## Required work
A – Determine whether each of the following statements agrees with the passage on America's landscape and culture, answering yes or no and quoting the deciding words of the passage: (i) urban popular culture has its origins in art; (ii) the writer chose to contest the speeding charge; (iii) suburban greenery serves as a retreat for humans to commune with nature.
B – Reproduce the portion of the passage on America's landscape and culture that opens with the words "The idyll of" and closes with "individual from another.", swapping "manicured" for "neatly trimmed".

## Extract
Given America’s wealth, one marvels that America has produced no architectural Wonder of the World. How is it that, with America’s great resources, the nation could not create some lasting collective architectural monument for human posterity? Whether traversing rural America or stalking the streets of urban slums, one sees little evidence to indicate the proud wealth and power of America. The urban wilderness of America, which since the 1970s has functioned as the primary source of innovations in popular culture, cultivates purposely an image of ignorance and sullen ugliness, evident in the landscape, the violent behavior of its inhabitants, and their disdain of education and intellect. The urban popular culture has its origins in commerce, not art. Whereas art is born and nurtured over time within a community of individuals sharing like values, the popular culture of America is unnatural and contrived. American culture depends on an insanity of novelty, far removed from expressions that have an authentic origin in the folk.
The situation in rural America is no less discouraging. For some years I regularly traveled an interstate that crosses what, for me is, an earthly revelation of hell. Both sides of the interstate are strewn there with junked automobiles; rickety wooden shacks and mobile homes; rusting manufactured metal sheds; insignificant businesses revolving around automobile engines, bodies, and tires; and frightful little white wood-frame churches from which heresies and hatreds are spewed Sundays and Wednesdays. Speeding away one day in an effort to escape the place, I was stopped and ticketed. I decided to fight the speeding charge, which meant I had to return to the local court a month later. I knew already what I would encounter. The hearing then was delayed by a discomforting wedding ceremony which involved an immense bride, a slim sloppy groom in blue jeans, both in their late 30s, and a small entourage of relatives with the same empty eyes and expressions, the same neglected appearance as the wedding pair. The single mother of the groom loudly and proudly proclaimed to strangers her joy to “finally got her son married.” Had there been no entourage, one might have explained it away as two individuals with disabilities. But it was clear that the ugliness and emptiness were collective, common to a whole community, an entire culture. I have since shuddered every time I passed through that spot in the “greatest nation on earth.”
The idyll of suburbia has brought comfort to some Americans. Proud American suburbanites see only beauty in the symmetrical rows of similar ranch style homes (or homes of whatever style happens to be popular for the decade) surrounded by manicured yards. That greenery serves not as a retreat for humans to commune with nature, but as a boundary separating anonymous inhabitants of adjacent housing. (Some other nations, by contrast, tolerantly cultivate their “weeds” with grasses and flowers; thus, one nation’s weed is another’s flower). Those boundaries are important for Americans, guaranteeing the sacred American privacy that isolates one individual from another.

Labeled region listing
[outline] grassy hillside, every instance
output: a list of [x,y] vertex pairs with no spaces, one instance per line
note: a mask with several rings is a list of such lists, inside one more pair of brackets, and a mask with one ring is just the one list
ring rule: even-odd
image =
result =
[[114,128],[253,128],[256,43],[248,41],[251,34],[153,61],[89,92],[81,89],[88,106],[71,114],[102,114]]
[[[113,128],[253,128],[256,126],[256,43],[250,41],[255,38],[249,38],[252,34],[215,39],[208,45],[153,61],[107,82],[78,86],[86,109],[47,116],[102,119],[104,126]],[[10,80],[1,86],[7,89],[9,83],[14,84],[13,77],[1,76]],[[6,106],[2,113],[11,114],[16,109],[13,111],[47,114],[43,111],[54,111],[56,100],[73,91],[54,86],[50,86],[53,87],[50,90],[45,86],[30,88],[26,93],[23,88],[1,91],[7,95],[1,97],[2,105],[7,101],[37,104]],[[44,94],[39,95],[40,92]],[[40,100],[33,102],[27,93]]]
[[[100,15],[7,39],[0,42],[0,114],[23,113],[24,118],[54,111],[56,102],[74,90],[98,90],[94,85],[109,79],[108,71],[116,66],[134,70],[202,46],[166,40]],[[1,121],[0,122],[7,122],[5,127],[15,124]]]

## Answers for the tasks
A –
(i) No: "The urban popular culture has its origins in commerce, not art."
(ii) Yes: "I decided to fight the speeding charge"
(iii) No: "That greenery serves not as a retreat for humans to commune with nature, but as a boundary separating anonymous inhabitants of adjacent housing."

B –
The idyll of suburbia has brought comfort to some Americans. Proud American suburbanites see only beauty in the symmetrical rows of similar ranch style homes (or homes of whatever style happens to be popular for the decade) surrounded by neatly trimmed yards. That greenery serves not as a retreat for humans to commune with nature, but as a boundary separating anonymous inhabitants of adjacent housing. (Some other nations, by contrast, tolerantly cultivate their “weeds” with grasses and flowers; thus, one nation’s weed is another’s flower). Those boundaries are important for Americans, guaranteeing the sacred American privacy that isolates one individual from another.